Assignment.
Your output should repeat the entries below exactly. It should contain no images.

Data for the task.
++++++++++++++++++++

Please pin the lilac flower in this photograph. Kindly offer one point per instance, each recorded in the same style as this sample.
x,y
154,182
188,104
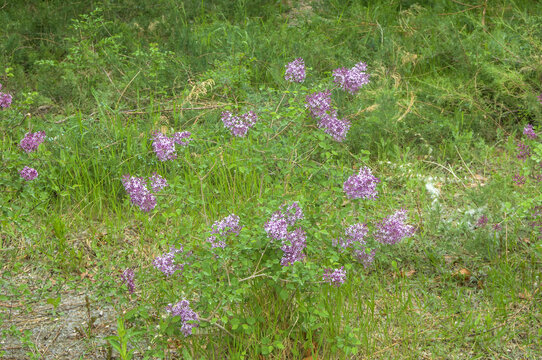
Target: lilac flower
x,y
239,125
221,229
519,179
335,276
182,138
482,221
295,71
31,141
293,242
277,227
128,278
166,263
189,318
353,79
362,185
353,234
5,100
523,151
366,258
28,173
333,126
293,246
529,131
138,192
157,182
393,229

++++++++++++++++++++

Reply.
Please pin the lilac flower in this photograph. Kindly offer one point per instance, each recorded in the same style as this sample.
x,y
154,182
188,104
Target: lilac flower
x,y
239,125
221,229
519,179
335,276
182,138
482,221
295,71
31,141
293,242
277,227
128,278
166,263
189,318
353,79
362,185
353,234
5,100
523,151
366,258
28,173
333,126
293,246
529,131
138,192
157,182
393,229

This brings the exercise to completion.